*** PROVIDED RECORDS

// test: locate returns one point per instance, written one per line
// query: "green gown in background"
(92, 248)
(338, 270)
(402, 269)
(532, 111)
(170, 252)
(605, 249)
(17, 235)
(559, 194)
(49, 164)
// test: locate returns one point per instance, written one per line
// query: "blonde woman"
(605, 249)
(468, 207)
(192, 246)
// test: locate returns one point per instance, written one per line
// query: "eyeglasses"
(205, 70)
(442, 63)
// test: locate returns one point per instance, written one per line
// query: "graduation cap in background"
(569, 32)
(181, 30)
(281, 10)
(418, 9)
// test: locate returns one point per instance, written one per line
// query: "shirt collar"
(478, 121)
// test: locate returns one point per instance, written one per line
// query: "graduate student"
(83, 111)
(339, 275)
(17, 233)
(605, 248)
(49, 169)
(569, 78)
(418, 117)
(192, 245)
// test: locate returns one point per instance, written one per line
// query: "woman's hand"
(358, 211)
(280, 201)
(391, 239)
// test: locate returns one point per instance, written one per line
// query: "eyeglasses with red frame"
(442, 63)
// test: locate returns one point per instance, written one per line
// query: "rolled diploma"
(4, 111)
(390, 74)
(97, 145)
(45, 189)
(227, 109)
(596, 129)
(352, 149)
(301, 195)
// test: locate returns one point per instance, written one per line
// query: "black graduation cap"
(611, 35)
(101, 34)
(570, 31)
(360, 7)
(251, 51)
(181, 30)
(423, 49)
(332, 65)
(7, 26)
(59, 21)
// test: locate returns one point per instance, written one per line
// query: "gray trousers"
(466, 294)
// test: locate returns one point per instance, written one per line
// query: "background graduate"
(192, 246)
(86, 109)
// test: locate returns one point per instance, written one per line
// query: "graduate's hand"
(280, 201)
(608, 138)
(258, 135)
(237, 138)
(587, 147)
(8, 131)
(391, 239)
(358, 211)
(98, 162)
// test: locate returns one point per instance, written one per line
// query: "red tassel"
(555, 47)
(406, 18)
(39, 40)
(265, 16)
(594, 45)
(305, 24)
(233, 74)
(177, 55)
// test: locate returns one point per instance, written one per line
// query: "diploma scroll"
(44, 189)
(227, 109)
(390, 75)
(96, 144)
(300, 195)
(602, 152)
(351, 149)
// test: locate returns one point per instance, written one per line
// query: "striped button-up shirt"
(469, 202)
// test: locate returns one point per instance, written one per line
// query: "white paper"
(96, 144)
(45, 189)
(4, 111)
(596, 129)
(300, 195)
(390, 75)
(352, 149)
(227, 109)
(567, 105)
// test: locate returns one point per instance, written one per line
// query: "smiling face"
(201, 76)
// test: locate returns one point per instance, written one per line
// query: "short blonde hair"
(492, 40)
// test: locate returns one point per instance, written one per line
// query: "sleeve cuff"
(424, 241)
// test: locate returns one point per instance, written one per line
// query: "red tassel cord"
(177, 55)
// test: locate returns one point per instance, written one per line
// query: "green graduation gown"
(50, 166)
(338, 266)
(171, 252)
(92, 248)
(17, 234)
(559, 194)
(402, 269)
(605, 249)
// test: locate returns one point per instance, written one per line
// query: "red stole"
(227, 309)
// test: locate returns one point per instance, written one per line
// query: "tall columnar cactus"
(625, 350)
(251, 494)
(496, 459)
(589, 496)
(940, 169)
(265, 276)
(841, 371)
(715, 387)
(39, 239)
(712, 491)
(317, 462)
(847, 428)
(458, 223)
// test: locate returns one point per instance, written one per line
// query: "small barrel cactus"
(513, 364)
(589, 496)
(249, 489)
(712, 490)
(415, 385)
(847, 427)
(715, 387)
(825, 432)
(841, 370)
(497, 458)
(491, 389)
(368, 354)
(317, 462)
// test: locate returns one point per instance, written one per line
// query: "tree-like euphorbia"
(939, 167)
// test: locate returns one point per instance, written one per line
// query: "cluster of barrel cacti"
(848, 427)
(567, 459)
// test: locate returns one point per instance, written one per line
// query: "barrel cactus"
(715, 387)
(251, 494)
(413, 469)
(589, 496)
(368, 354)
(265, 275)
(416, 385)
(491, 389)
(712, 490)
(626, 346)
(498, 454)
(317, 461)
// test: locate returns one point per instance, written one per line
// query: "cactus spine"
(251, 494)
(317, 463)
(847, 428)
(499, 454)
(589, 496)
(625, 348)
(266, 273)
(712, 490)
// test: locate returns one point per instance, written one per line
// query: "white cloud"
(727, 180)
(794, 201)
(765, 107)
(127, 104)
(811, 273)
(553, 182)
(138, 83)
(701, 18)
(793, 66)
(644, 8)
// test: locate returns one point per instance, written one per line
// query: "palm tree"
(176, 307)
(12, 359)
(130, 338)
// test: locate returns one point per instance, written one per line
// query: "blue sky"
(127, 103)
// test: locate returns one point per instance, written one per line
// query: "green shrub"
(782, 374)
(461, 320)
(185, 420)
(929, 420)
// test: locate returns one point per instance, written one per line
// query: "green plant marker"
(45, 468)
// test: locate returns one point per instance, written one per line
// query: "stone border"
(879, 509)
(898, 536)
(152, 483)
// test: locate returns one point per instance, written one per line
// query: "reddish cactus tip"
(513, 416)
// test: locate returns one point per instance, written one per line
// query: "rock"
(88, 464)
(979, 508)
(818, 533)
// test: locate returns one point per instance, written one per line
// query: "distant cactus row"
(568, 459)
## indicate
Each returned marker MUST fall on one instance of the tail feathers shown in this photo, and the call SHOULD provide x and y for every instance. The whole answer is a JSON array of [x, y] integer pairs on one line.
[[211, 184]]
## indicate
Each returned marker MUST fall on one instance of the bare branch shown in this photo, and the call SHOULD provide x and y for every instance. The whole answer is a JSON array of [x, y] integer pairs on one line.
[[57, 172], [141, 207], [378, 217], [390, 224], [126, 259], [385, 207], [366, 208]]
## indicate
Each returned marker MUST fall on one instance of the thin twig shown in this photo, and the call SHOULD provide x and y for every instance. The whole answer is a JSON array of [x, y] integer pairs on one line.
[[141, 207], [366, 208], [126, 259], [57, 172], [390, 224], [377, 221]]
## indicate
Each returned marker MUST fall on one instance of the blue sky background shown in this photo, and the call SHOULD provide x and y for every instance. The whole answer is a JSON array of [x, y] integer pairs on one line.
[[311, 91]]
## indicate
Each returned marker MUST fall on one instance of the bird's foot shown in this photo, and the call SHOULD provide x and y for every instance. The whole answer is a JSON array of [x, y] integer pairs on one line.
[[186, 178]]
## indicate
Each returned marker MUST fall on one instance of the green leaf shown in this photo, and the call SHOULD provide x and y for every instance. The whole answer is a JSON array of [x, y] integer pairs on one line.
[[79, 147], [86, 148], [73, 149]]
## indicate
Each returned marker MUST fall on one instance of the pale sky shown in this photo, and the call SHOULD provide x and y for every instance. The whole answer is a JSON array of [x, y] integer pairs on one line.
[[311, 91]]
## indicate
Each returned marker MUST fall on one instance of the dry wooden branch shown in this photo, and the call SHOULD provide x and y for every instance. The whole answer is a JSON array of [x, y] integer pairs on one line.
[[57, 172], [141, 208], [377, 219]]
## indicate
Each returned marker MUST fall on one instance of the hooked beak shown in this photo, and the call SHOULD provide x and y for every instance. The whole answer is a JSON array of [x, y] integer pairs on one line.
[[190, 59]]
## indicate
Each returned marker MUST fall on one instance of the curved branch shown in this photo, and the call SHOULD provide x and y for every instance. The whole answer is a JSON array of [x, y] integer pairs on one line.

******

WHAT YOU HAVE TO DO
Output the records above, each one exactly, with none left out.

FINAL ANSWER
// test: locate returns one point per instance, written one per line
// query: "green gown in background"
(92, 248)
(338, 270)
(402, 269)
(532, 111)
(170, 252)
(605, 249)
(17, 235)
(559, 194)
(49, 164)
// test: locate returns one point per instance, written one per line
// query: "blonde woman"
(605, 249)
(468, 207)
(192, 246)
// test: locate returns one point per instance, written one per line
// query: "eyeglasses"
(205, 70)
(442, 63)
// test: locate returns one point per instance, written one per line
// query: "graduation cap in background"
(569, 32)
(181, 30)
(281, 10)
(418, 9)
// test: locate returns one point per instance, written one per line
// query: "shirt collar"
(478, 121)
// test: locate returns one point per instance, written one per line
// query: "graduate student"
(83, 111)
(339, 275)
(17, 233)
(605, 248)
(49, 169)
(569, 78)
(418, 117)
(192, 245)
// test: locate returns one point per instance, written one per line
// query: "woman's hand"
(358, 211)
(280, 201)
(391, 239)
// test: locate returns one point per instance, written one per line
// query: "eyeglasses with red frame"
(442, 63)
// test: locate returns one point per instance, written one per line
// query: "rolled diploma"
(4, 111)
(390, 74)
(97, 145)
(45, 189)
(227, 109)
(596, 129)
(352, 149)
(301, 195)
// test: locate returns one point per instance, written one per line
// query: "black graduation cap"
(611, 35)
(101, 34)
(570, 31)
(360, 7)
(251, 51)
(181, 30)
(423, 49)
(332, 65)
(7, 26)
(59, 21)
// test: locate returns one point per instance, written one per line
// query: "gray trousers"
(466, 294)
// test: locate returns one point per instance, written one per line
// query: "background graduate"
(192, 246)
(86, 109)
// test: locate returns one point per instance, written one per line
// query: "graduate's hand"
(280, 201)
(608, 138)
(258, 135)
(237, 138)
(587, 147)
(8, 131)
(391, 239)
(358, 211)
(98, 162)
// test: locate returns one point per instance, written one per line
// query: "red tassel"
(555, 47)
(406, 18)
(39, 40)
(265, 16)
(594, 45)
(305, 24)
(233, 74)
(177, 55)
// test: locate returns one point per instance, written one per line
// query: "diploma scroll"
(44, 189)
(227, 109)
(390, 75)
(96, 144)
(300, 195)
(602, 152)
(351, 149)
// test: locate returns one point per instance, written one per line
// query: "striped button-up shirt"
(469, 202)
// test: locate returns one point per instance, written one per line
// query: "white paper"
(96, 144)
(45, 189)
(4, 111)
(596, 129)
(300, 195)
(390, 75)
(352, 149)
(227, 109)
(567, 105)
// test: locate returns one point per instance, written one per line
// query: "smiling face"
(201, 76)
// test: locate returns one point per instance, written one per line
// query: "short blonde hair"
(492, 40)
// test: locate returns one point per instance, written one per line
// query: "sleeve cuff"
(424, 241)
// test: locate returns one point per instance, written one per line
// query: "red tassel cord"
(177, 55)
// test: locate returns one point per instance, written one per line
// query: "green graduation gown"
(50, 166)
(338, 266)
(171, 252)
(92, 248)
(17, 234)
(559, 194)
(402, 269)
(605, 249)
// test: locate returns one point per instance, written one per line
// query: "red stole"
(227, 309)
// test: locate returns one point per instance, written one per line
// query: "tall columnar cactus"
(625, 350)
(251, 494)
(496, 459)
(589, 496)
(940, 169)
(265, 276)
(841, 371)
(715, 387)
(39, 239)
(712, 491)
(317, 462)
(847, 428)
(458, 223)
// test: locate returns one point per instance, written one per line
// query: "small barrel cactus"
(513, 364)
(589, 496)
(249, 489)
(712, 490)
(415, 385)
(847, 427)
(715, 387)
(825, 432)
(841, 370)
(497, 458)
(491, 389)
(368, 354)
(317, 462)
// test: locate returns one point per instance, written one per line
// query: "tree-like euphorbia"
(939, 167)
// test: locate returns one point per instance, written one per line
// query: "cluster of barrel cacti"
(848, 427)
(567, 459)
// test: locate returns one point per instance, written one per line
// query: "barrel cactus"
(715, 387)
(251, 494)
(413, 469)
(589, 496)
(368, 354)
(265, 275)
(416, 385)
(491, 389)
(712, 490)
(626, 346)
(498, 454)
(317, 461)
// test: locate returns one point per instance, written one per line
// query: "cactus spine"
(251, 494)
(317, 463)
(847, 428)
(499, 454)
(589, 496)
(625, 348)
(266, 273)
(712, 490)
// test: locate returns one point per instance, written one per line
// query: "white cloud"
(727, 180)
(794, 201)
(765, 107)
(127, 104)
(811, 273)
(553, 182)
(138, 83)
(701, 18)
(793, 66)
(644, 8)
// test: locate returns one point per instance, written one per line
// query: "palm tree"
(176, 307)
(12, 359)
(130, 338)
// test: locate returns one point per instance, written one per line
// query: "blue sky"
(127, 103)
// test: locate returns one point per instance, written one per line
// query: "green shrub"
(782, 374)
(461, 320)
(185, 420)
(929, 420)
// test: locate returns one point per instance, written one per line
// query: "green plant marker"
(45, 468)
// test: locate returns one point per instance, written one per line
// query: "stone border"
(879, 509)
(898, 536)
(152, 483)
// test: locate returns one point per instance, written one per line
// query: "reddish cactus tip"
(513, 416)
// test: locate returns one point per instance, written one per line
// query: "rock"
(88, 464)
(979, 508)
(818, 533)
// test: locate returns one point per instance, written one per line
// query: "distant cactus row"
(568, 459)
## indicate
Each returned marker MUST fall on one instance of the tail feathers shown in this photo, and the call SHOULD provide x and y for every instance. The whole answer is a JSON array of [x, y] integer pairs on one line.
[[211, 184]]
## indicate
Each returned marker MUST fall on one instance of the bare branch shown in this photo, and the call SHOULD provide x and y for every instance. The whole answer is a JSON array of [x, y] integer pairs on one line.
[[57, 172], [141, 207], [378, 217], [390, 224], [126, 259], [385, 207], [366, 208]]
## indicate
Each returned marker MUST fall on one instance of the thin twig shown in this photo, and the call SHOULD provide x and y for every instance. The whole answer is a JSON array of [x, y] integer pairs on one line.
[[141, 207], [366, 208], [126, 259], [57, 172], [390, 224], [377, 221]]
## indicate
Each returned marker MUST fall on one instance of the blue sky background shown in this photo, and the call SHOULD provide x and y for every instance. The whole answer is a JSON array of [x, y] integer pairs on one line.
[[311, 91]]
## indicate
Each returned marker MUST fall on one instance of the bird's foot shown in this photo, and the call SHOULD provide x and y for every instance. The whole answer is a JSON array of [x, y] integer pairs on one line.
[[186, 178]]
## indicate
Each returned marker MUST fall on one instance of the green leaf shown in this photo, and the call SHOULD provide x and y for every instance. The whole answer is a JSON array of [x, y] integer pairs on one line.
[[79, 147], [86, 148], [73, 149]]
## indicate
Each returned marker MUST fall on one instance of the pale sky shown in this photo, and the call SHOULD provide x and y for every instance. The whole answer is a JSON array of [x, y] integer pairs on one line.
[[311, 91]]
## indicate
Each returned marker MUST fall on one instance of the dry wooden branch shown in this photo, and the call SHOULD provide x and y for every instance. The whole answer is a JSON array of [x, y] integer pairs on one line.
[[57, 172], [141, 208], [377, 219]]
## indicate
Each returned marker MUST fall on one instance of the hooked beak shown in this photo, and the call SHOULD provide x and y for every instance. The whole answer is a JSON array of [x, y] integer pairs on one line.
[[190, 59]]
## indicate
Each returned marker MUST fall on one instance of the curved branch shown in this photo, and the call SHOULD provide x and y for every instance. The whole answer is a JSON array of [x, y] integer pairs on one line.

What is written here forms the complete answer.